> WHAT YOU HAVE TO DO
Count the lines in the records below that contain the string "white". Reply with the number only.

(Dataset records)
* begin *

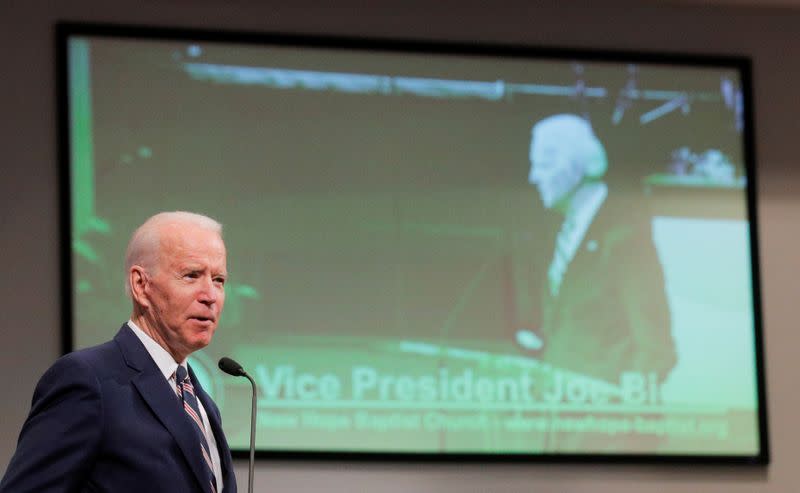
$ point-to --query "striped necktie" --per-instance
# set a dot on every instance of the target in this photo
(190, 405)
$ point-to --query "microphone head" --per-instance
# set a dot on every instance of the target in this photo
(231, 367)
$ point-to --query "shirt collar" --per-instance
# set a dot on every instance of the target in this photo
(165, 362)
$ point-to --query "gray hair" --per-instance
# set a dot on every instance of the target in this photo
(579, 139)
(145, 243)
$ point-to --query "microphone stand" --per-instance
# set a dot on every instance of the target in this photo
(252, 435)
(231, 367)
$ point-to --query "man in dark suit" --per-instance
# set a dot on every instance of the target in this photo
(122, 416)
(604, 309)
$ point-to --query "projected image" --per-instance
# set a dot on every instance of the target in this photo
(437, 253)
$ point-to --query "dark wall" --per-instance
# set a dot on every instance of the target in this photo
(29, 295)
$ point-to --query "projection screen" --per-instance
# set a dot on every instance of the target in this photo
(435, 250)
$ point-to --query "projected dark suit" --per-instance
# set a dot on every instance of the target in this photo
(611, 314)
(105, 419)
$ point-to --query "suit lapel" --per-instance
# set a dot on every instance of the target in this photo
(219, 436)
(163, 401)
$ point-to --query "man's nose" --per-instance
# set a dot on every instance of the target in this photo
(208, 294)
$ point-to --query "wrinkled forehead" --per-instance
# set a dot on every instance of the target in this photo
(188, 240)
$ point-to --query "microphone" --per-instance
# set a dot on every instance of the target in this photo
(231, 367)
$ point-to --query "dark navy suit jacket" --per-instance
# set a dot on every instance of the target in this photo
(104, 419)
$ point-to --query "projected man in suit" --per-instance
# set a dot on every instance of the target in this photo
(604, 308)
(121, 417)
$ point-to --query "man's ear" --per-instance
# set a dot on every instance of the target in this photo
(138, 280)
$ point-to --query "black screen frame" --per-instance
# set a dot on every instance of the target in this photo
(743, 65)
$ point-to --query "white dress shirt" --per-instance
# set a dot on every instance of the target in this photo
(168, 365)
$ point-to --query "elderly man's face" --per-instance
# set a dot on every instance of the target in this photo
(553, 170)
(187, 290)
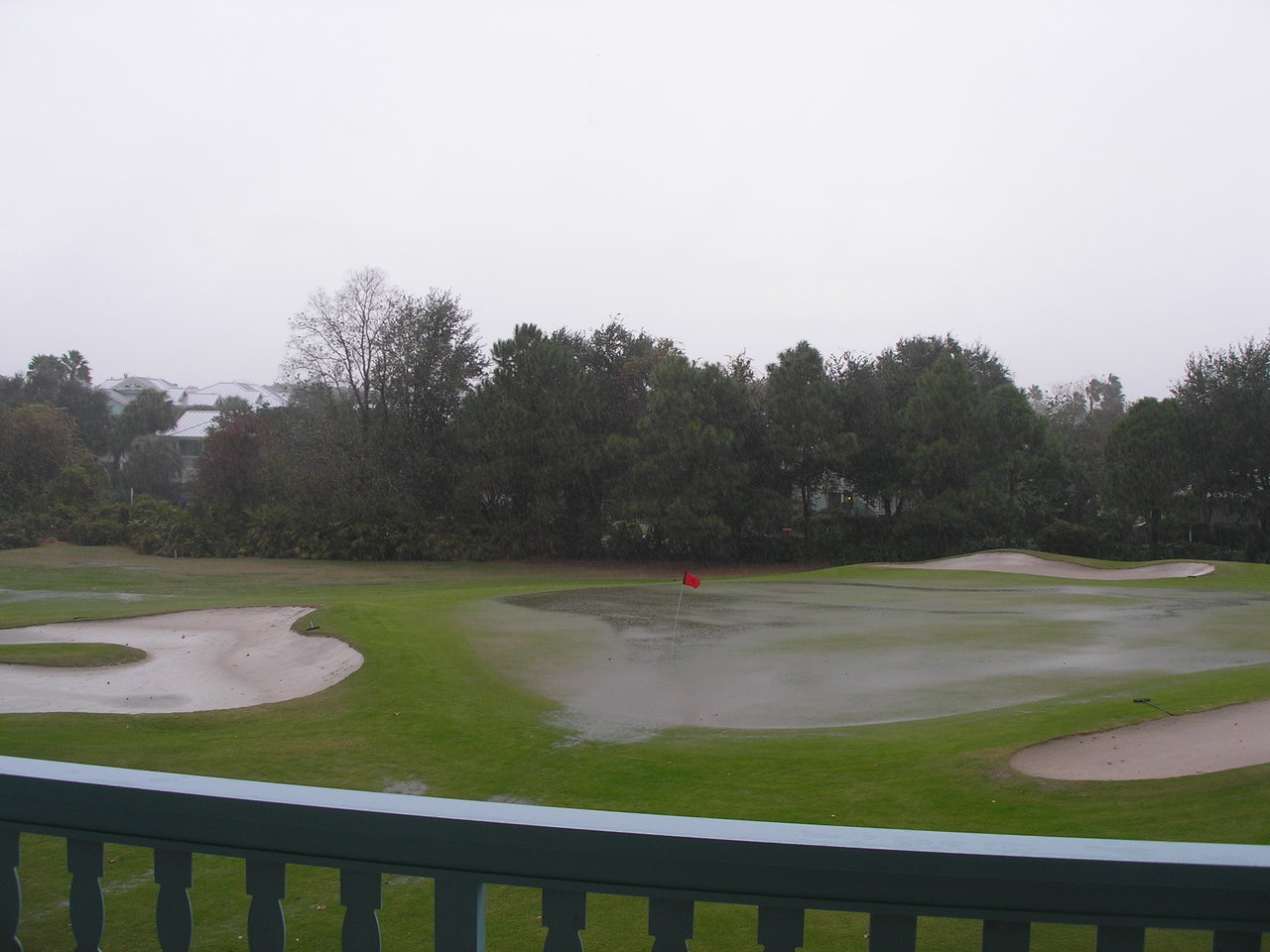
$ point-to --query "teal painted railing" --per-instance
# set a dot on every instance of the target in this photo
(894, 876)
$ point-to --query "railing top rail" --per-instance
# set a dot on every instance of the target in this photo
(1197, 885)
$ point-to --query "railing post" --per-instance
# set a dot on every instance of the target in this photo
(1236, 942)
(564, 916)
(458, 914)
(175, 919)
(670, 923)
(1120, 938)
(10, 890)
(1006, 936)
(87, 905)
(780, 929)
(266, 925)
(892, 933)
(361, 893)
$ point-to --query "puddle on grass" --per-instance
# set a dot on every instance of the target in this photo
(44, 594)
(786, 655)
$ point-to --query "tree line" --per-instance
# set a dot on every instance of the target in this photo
(405, 439)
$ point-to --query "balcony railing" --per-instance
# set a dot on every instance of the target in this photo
(894, 876)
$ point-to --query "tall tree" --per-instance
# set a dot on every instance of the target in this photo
(66, 382)
(876, 393)
(1148, 468)
(1080, 416)
(44, 461)
(808, 430)
(1225, 395)
(532, 445)
(403, 363)
(697, 475)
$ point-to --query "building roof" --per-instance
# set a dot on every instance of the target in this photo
(254, 394)
(193, 424)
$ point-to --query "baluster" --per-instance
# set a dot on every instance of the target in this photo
(175, 918)
(564, 916)
(892, 933)
(10, 890)
(670, 923)
(1120, 938)
(1236, 942)
(87, 905)
(1006, 937)
(460, 914)
(780, 929)
(267, 887)
(361, 895)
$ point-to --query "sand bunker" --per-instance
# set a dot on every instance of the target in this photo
(1024, 563)
(206, 660)
(1220, 739)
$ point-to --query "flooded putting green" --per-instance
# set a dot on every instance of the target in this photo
(824, 654)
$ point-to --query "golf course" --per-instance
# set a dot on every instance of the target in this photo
(861, 696)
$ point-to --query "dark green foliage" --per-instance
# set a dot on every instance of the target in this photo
(613, 444)
(1225, 399)
(1148, 471)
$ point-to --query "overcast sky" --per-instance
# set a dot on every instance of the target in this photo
(1079, 185)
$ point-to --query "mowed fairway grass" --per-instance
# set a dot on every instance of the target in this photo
(427, 714)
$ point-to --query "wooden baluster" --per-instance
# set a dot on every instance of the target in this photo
(564, 916)
(361, 893)
(84, 860)
(1006, 937)
(670, 923)
(892, 933)
(780, 929)
(1120, 938)
(460, 914)
(267, 887)
(175, 918)
(10, 890)
(1236, 942)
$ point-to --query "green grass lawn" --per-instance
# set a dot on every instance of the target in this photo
(427, 712)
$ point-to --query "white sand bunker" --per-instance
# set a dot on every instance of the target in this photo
(1220, 739)
(206, 660)
(1024, 563)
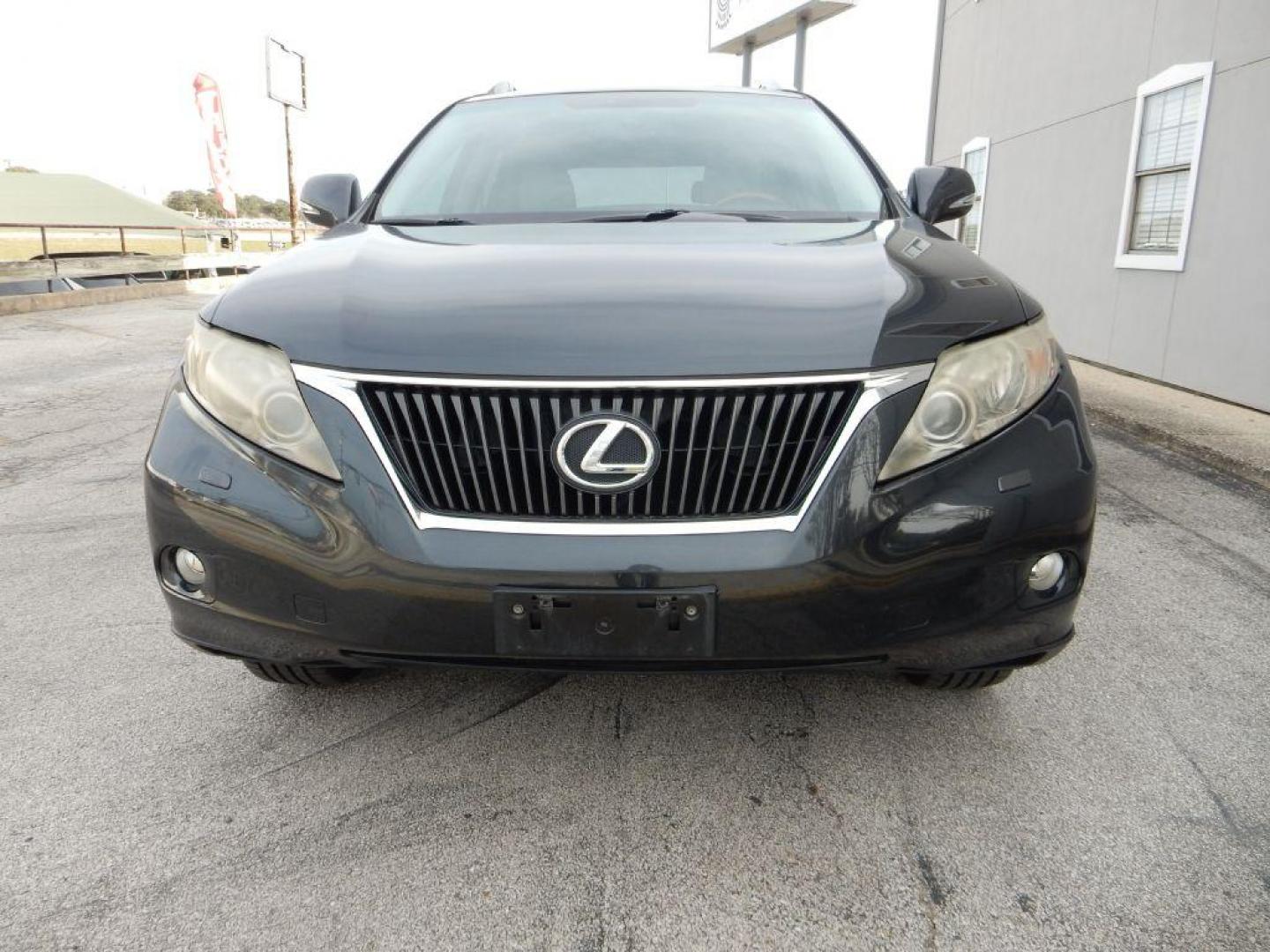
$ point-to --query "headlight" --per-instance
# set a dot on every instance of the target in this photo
(250, 389)
(975, 390)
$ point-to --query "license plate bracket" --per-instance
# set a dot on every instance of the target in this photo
(619, 623)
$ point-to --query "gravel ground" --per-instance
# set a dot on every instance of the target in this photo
(153, 798)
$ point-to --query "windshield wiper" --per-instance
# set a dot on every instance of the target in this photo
(667, 213)
(419, 222)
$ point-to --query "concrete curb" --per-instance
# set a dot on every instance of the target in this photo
(58, 300)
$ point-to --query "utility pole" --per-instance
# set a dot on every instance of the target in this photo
(291, 178)
(286, 83)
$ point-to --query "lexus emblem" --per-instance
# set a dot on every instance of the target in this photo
(606, 452)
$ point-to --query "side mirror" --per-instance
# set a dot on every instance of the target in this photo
(329, 199)
(938, 193)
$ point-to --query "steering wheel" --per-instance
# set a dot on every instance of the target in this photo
(747, 196)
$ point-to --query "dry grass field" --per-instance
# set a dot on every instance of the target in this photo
(23, 244)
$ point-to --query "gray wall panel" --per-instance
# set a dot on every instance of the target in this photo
(1220, 339)
(1053, 86)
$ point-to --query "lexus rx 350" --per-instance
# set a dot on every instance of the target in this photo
(626, 381)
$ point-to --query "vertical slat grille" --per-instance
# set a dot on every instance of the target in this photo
(725, 452)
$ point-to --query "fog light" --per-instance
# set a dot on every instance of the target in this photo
(1045, 573)
(190, 568)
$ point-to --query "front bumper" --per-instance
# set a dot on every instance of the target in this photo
(923, 574)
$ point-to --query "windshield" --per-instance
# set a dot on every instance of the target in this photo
(583, 156)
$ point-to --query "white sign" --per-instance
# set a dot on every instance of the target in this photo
(738, 23)
(285, 75)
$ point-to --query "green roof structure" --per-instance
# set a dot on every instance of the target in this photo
(45, 198)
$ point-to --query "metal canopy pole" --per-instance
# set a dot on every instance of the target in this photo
(799, 54)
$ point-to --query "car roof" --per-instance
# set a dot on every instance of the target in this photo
(746, 90)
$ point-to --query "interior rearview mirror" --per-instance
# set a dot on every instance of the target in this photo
(329, 199)
(940, 193)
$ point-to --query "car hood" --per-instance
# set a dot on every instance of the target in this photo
(623, 300)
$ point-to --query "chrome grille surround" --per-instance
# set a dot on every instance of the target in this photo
(869, 389)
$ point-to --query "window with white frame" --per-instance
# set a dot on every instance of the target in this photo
(975, 160)
(1163, 164)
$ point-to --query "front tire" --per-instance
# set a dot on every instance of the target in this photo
(960, 681)
(303, 674)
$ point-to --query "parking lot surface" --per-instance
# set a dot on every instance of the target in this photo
(155, 798)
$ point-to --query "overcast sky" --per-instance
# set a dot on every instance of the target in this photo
(107, 90)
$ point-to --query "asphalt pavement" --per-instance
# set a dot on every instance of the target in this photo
(155, 798)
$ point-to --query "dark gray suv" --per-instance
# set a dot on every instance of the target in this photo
(626, 381)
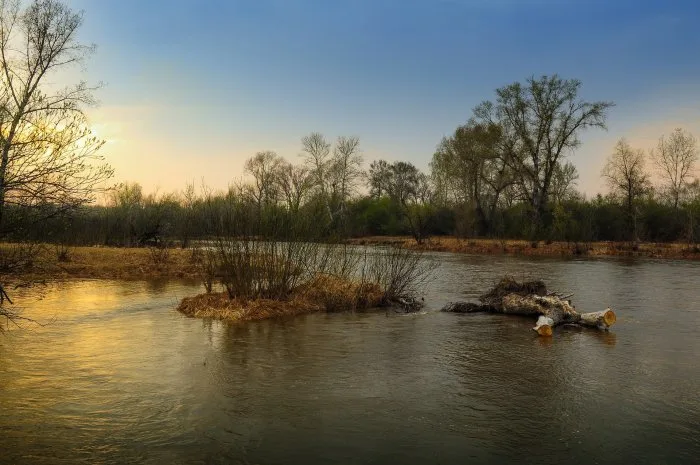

* end *

> RESULT OF THE TASK
4